++++ TEXTE CITÉ
Dès le lendemain, j’eus audience du nabab en grande cérémonie ; il affecta une gravité à laquelle je voyois bien qu’il n’étoit pas accoutumé. Quoique instruit passablement des affaires du Bengale, il me demanda fort obligemment le récit de ce qui s’étoit passé, ce qui m’avoit engagé à venir sur ses terres, ce qui m’étoit arrivé sur la route, enfin sans avoir lu Virgile, il me fit un compliment par la bouche de son ministre tout ausi bien trouvé que celui de Didon à messire Ænée. La comparaison ne sera peut-être pas trouvée juste. Pour moi je n’y vois rien qui doive choquer si fort. Si je suis inférieur à Ænée, Soudjaotdola est assurément un plus grand seigneur et un plus grand terrien que n’étoit la reine Didon. On pourroit toujours faire une proportion géométrique de la valeur des personnages. Quoique je doive le respect sans doute a Messire Ænée, je ne sais si à la tête de mon détachement, j’aurois été d’humeur à lui céder le pas. Quoiqu’il en soit, je m’engageai dans un récit presque aussi triste que le sien. Soudjaotdola y parut sensible, moins à cause de moi, je crois, que par l’intérêt personnel qu’il devoit y prendre. Du reste les apparences furent en ma faveur, surtout après qu’il eût jeté les yeux sur les petits présents que j’apportois. Il me recommanda particulièrement à son favori qui fût chargé de me dire bien des choses. Ayant beaucoup entendu parler de sipayes, il fallut les lui présenter et leur faire faire le maniement des armes, dont ils s’acquittèrent assés mal ; mais nous n’avions pas de contrôleurs, tout devoit être admirable, surtout à une première visite ; les attars, les serpaux parurent ensuite, ce qui procura un grand divertissement [au nabab] par la figure comique que nous devions avoir sous cet habillement ; après quoi nous nous retirâmes.
++++++++
## TRAVAIL DEMANDÉ
**a.** Recopiez intégralement le récit de l'audience chez le nabab, sans en modifier un seul caractère.
**b.** Comptez les lignes des enregistrements ci-dessous qui contiennent la chaîne « boulder », en tenant compte de la casse, puis donnez uniquement ce nombre.
Le texte et les enregistrements n'ont aucun lien entre eux.
++++ DONNÉES FOURNIES
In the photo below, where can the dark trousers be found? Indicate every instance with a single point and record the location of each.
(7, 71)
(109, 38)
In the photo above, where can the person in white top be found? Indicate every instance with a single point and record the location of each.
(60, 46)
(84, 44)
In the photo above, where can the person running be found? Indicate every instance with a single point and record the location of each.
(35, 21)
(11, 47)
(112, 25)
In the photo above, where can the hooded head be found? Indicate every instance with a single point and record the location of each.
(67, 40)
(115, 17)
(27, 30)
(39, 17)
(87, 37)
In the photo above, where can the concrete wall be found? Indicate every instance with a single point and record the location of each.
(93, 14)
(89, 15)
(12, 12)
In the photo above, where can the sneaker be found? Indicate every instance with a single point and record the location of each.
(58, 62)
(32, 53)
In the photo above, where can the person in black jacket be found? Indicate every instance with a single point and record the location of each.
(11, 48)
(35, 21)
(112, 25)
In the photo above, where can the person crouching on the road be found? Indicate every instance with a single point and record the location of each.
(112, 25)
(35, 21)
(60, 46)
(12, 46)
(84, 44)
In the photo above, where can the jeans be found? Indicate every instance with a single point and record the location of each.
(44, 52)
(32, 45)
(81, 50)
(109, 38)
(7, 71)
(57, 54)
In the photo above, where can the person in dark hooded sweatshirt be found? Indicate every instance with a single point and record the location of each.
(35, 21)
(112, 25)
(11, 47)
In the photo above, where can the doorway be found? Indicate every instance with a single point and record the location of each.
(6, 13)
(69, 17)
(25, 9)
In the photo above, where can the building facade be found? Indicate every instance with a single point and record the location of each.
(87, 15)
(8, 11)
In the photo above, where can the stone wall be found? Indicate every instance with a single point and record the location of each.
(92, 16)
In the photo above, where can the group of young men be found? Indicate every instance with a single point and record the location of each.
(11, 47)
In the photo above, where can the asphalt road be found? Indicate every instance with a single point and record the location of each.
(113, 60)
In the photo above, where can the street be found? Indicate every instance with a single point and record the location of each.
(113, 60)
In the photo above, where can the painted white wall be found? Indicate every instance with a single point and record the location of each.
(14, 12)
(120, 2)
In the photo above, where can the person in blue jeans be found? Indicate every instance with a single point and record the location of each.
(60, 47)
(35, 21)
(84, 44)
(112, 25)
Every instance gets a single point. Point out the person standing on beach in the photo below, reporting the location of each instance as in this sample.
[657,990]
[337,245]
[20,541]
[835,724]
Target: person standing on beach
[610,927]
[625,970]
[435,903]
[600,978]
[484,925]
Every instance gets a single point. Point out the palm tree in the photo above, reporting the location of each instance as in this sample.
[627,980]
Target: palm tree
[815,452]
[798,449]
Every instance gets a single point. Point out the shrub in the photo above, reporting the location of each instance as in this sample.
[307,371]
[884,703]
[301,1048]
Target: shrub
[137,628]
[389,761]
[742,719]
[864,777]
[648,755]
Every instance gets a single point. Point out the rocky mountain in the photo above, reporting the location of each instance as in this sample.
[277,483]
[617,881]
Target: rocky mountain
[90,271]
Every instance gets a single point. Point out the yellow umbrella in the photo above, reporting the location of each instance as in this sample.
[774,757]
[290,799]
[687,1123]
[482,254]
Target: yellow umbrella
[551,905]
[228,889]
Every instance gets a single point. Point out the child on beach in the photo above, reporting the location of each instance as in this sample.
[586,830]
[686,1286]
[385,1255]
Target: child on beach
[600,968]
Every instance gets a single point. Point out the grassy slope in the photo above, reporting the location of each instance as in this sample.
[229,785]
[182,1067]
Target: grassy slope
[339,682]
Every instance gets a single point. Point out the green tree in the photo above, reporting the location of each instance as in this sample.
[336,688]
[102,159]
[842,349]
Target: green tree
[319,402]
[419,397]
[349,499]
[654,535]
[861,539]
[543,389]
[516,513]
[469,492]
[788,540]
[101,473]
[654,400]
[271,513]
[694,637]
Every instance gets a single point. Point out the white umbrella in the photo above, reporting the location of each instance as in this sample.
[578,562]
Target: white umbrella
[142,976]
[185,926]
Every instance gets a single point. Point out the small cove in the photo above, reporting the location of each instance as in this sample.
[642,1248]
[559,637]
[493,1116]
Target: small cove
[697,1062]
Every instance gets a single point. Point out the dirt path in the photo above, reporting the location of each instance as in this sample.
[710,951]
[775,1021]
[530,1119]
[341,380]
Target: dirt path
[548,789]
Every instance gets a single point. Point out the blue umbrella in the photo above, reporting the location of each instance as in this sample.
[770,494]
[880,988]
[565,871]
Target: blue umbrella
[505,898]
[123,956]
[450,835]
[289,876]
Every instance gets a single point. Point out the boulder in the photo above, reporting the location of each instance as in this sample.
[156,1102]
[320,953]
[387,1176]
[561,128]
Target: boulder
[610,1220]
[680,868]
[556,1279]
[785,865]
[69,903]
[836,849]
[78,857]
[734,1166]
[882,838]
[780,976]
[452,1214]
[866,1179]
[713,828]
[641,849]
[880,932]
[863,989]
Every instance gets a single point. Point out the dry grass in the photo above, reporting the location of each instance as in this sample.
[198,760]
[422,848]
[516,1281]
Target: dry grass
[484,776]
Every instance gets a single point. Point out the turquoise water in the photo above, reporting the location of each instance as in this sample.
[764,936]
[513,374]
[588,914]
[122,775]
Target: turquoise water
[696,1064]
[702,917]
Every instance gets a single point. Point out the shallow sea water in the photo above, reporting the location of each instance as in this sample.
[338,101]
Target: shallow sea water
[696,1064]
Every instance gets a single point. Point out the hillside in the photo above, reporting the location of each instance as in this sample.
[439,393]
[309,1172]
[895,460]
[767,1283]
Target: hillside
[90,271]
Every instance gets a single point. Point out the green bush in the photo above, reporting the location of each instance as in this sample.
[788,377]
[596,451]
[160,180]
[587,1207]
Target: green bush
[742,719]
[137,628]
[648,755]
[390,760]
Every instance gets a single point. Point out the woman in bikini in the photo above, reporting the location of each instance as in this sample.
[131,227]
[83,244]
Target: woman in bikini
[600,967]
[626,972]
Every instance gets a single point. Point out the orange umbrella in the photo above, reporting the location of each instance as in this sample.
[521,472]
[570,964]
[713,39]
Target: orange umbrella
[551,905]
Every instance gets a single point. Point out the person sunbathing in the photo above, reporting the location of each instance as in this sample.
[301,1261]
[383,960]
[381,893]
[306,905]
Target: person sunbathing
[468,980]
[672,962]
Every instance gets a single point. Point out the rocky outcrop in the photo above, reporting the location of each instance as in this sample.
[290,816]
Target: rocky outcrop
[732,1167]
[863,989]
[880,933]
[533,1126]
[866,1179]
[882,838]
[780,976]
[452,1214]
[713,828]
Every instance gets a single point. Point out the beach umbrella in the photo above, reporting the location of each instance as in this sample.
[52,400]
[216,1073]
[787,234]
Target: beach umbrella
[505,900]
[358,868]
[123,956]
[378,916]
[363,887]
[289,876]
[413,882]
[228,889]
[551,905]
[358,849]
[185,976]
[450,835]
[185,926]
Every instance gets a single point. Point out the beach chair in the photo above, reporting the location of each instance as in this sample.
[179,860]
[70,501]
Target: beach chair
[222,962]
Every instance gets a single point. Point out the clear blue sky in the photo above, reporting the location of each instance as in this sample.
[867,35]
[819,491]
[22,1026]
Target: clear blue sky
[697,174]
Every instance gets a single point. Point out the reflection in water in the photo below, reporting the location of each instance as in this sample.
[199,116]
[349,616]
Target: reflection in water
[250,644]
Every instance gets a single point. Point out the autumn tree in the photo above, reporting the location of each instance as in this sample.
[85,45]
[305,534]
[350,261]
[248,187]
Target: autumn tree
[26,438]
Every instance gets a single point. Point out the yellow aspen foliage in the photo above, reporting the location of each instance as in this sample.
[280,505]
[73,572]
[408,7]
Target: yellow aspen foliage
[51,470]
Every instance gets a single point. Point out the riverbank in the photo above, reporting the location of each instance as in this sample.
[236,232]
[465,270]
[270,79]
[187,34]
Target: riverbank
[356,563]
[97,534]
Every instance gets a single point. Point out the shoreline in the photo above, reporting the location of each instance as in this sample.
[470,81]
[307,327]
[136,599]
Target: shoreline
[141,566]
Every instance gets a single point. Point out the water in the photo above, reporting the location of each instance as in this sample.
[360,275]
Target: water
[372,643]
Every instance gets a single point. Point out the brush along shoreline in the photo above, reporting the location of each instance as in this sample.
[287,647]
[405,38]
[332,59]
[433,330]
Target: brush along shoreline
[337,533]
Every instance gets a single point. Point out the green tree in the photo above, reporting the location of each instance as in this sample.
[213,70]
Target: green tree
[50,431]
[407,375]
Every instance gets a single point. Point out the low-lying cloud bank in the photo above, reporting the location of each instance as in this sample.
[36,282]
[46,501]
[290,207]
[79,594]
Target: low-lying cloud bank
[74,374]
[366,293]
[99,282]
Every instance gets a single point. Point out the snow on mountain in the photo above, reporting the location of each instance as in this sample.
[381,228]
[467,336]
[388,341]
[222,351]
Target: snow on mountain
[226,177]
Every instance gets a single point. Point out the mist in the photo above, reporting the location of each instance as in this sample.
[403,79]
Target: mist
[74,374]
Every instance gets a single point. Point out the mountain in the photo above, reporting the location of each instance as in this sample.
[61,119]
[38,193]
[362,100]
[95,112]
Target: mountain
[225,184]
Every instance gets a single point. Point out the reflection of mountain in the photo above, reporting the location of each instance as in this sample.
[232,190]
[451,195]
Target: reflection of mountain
++++++++
## SORTIES ATTENDUES
**a.**
Dès le lendemain, j’eus audience du nabab en grande cérémonie ; il affecta une gravité à laquelle je voyois bien qu’il n’étoit pas accoutumé. Quoique instruit passablement des affaires du Bengale, il me demanda fort obligemment le récit de ce qui s’étoit passé, ce qui m’avoit engagé à venir sur ses terres, ce qui m’étoit arrivé sur la route, enfin sans avoir lu Virgile, il me fit un compliment par la bouche de son ministre tout ausi bien trouvé que celui de Didon à messire Ænée. La comparaison ne sera peut-être pas trouvée juste. Pour moi je n’y vois rien qui doive choquer si fort. Si je suis inférieur à Ænée, Soudjaotdola est assurément un plus grand seigneur et un plus grand terrien que n’étoit la reine Didon. On pourroit toujours faire une proportion géométrique de la valeur des personnages. Quoique je doive le respect sans doute a Messire Ænée, je ne sais si à la tête de mon détachement, j’aurois été d’humeur à lui céder le pas. Quoiqu’il en soit, je m’engageai dans un récit presque aussi triste que le sien. Soudjaotdola y parut sensible, moins à cause de moi, je crois, que par l’intérêt personnel qu’il devoit y prendre. Du reste les apparences furent en ma faveur, surtout après qu’il eût jeté les yeux sur les petits présents que j’apportois. Il me recommanda particulièrement à son favori qui fût chargé de me dire bien des choses. Ayant beaucoup entendu parler de sipayes, il fallut les lui présenter et leur faire faire le maniement des armes, dont ils s’acquittèrent assés mal ; mais nous n’avions pas de contrôleurs, tout devoit être admirable, surtout à une première visite ; les attars, les serpaux parurent ensuite, ce qui procura un grand divertissement [au nabab] par la figure comique que nous devions avoir sous cet habillement ; après quoi nous nous retirâmes.

**b.** 2